**Given request:** Rewrite the records below with every occurrence of "box coordinates" replaced by "bounding box coordinates", leaving everything else unchanged.
---------- Stored rows ----------
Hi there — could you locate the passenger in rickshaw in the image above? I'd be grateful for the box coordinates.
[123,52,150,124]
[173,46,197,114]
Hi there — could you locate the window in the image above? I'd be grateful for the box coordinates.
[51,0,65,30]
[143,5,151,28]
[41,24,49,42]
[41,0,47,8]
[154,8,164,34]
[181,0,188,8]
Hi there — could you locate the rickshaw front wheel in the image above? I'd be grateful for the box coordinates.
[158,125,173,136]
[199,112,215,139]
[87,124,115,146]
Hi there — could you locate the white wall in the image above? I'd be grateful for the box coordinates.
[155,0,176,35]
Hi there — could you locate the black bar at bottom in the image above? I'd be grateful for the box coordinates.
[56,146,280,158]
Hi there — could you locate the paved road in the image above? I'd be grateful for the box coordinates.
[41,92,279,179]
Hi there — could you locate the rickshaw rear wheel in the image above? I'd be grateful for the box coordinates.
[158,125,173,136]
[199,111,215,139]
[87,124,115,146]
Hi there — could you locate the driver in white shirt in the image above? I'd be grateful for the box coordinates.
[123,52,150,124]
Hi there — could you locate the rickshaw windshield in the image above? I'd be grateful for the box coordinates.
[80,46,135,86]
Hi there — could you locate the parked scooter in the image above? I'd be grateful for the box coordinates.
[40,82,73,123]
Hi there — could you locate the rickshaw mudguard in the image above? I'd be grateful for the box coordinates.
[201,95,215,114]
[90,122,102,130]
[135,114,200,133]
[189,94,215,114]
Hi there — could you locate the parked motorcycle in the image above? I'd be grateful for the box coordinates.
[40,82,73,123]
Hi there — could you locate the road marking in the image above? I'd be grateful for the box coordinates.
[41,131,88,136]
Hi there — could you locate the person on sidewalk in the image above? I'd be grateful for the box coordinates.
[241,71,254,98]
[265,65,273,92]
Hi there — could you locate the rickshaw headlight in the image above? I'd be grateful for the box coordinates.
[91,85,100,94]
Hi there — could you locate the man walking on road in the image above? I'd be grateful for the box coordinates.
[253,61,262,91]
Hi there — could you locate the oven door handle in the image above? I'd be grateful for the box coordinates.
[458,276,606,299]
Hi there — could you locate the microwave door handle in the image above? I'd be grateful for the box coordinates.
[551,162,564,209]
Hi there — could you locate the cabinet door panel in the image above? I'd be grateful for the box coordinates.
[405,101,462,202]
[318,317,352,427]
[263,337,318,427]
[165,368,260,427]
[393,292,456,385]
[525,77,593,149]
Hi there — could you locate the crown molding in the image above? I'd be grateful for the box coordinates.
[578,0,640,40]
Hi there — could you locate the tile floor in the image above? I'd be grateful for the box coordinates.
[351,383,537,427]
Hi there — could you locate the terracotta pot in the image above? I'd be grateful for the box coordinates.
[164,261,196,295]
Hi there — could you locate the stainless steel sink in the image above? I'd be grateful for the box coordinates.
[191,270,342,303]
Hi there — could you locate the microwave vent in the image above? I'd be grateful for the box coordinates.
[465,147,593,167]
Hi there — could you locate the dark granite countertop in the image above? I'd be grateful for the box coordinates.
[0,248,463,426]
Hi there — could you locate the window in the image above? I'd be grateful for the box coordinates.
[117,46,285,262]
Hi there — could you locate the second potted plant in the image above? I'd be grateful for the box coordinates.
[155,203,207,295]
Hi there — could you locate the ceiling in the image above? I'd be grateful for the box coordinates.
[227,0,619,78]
----------
**Solution below:**
Hi there — could you locate the passenger in rickshaw in the image above? I'd be grateful for the bounding box coordinates.
[123,52,150,124]
[173,46,197,114]
Hi there — could you locate the window in the image above? I'd be grateful for the bounding box coordinates.
[51,0,65,30]
[143,5,151,28]
[41,24,49,42]
[41,0,47,8]
[154,8,164,34]
[181,0,188,8]
Hi there — could you locate the rickshaw front wheel in the image above? I'd be grateful for the bounding box coordinates.
[158,125,173,136]
[199,112,215,139]
[87,124,115,146]
Hi there — could you locate the white wall in the image above? I'd be grateful for the bounding box coordinates.
[155,0,176,35]
Hi there — could you locate the black bar at bottom in the image above? I'd be grateful for the bounding box coordinates.
[56,146,280,158]
Hi there — could you locate the paved road in the image above? I'd be grateful for the bounding box coordinates.
[41,92,279,179]
Hi there — could you locate the rickshaw rear wheel in the image above? I'd be grateful for the bounding box coordinates.
[158,125,173,136]
[199,111,215,139]
[87,124,115,146]
Hi there — could you locate the driver in white shirt in the image above? I'd be grateful for the bounding box coordinates.
[123,52,150,124]
Hi there — could you locate the rickshaw windshield in the image above? I'd be grateful for the bounding box coordinates.
[80,46,135,86]
Hi there — could you locate the parked scooter in the image above? I'd be grateful for the bounding box coordinates.
[40,82,73,123]
Hi there — could you locate the rickshaw mudguard in the image above? I'd be grateful for the bounding box coordinates.
[201,95,215,114]
[90,122,102,130]
[135,114,200,133]
[189,94,215,114]
Hi there — could you locate the parked motorcycle in the image above? I'd be grateful for the bounding box coordinates.
[40,82,73,123]
Hi there — could you locate the road marking in the image above? I'd be grateful for the bounding box coordinates.
[41,131,88,136]
Hi there — could you locate the person on sidewalk in the image above? I'd be grateful for the bounding box coordinates.
[241,71,254,98]
[265,65,273,92]
Hi there — could you locate the rickshaw headlight in the image above? I'd be grateful for the bounding box coordinates.
[91,85,100,94]
Hi there — could you locate the man walking on road in the image above? I'd be grateful for the bounding box coordinates.
[253,61,262,91]
Hi there — could you locate the oven door handle in the image above? I'd be grateful for the bounding box coordinates.
[458,276,606,299]
Hi there — could you locate the microwave door handle in the image above? I'd be grateful for the bounding box coordinates.
[551,162,564,209]
Hi there — could you locate the cabinet door panel in the image above? I'd be grateful for the bounding box coordinates.
[405,101,462,202]
[318,317,352,427]
[263,337,318,427]
[165,368,260,427]
[393,292,456,385]
[525,77,593,149]
Hi there — could you locate the crown molding in the image above? I'd be grateful for the bounding box coordinates.
[578,0,640,40]
Hi there — could you locate the tile floor in the image above? I'd be grateful for the bounding box coordinates.
[351,383,537,427]
Hi there — could you locate the terracotta pot in the image above? I'd be grateful for the bounding box coordinates.
[164,261,196,295]
Hi there — could you locate the stainless steel sink in the image above? I'd be grateful for the bounding box coordinates.
[191,270,342,303]
Hi there — could you locate the microwave vent in the image above? I'd be grateful for the bounding box coordinates.
[465,147,593,167]
Hi there — could you locate the dark granite countertop in the image above? I'd be grateful for the bounding box coordinates.
[0,248,463,426]
Hi there — could you locate the window in the image above? I'd be grateful for the bounding box coordinates.
[117,46,285,262]
Hi there — could you locate the second potted plant in the image above? I'd be grateful for the bounding box coordinates.
[155,203,207,295]
Hi there — could you locate the ceiling in the image above? I'd be grateful for the bounding box coordinates.
[227,0,619,78]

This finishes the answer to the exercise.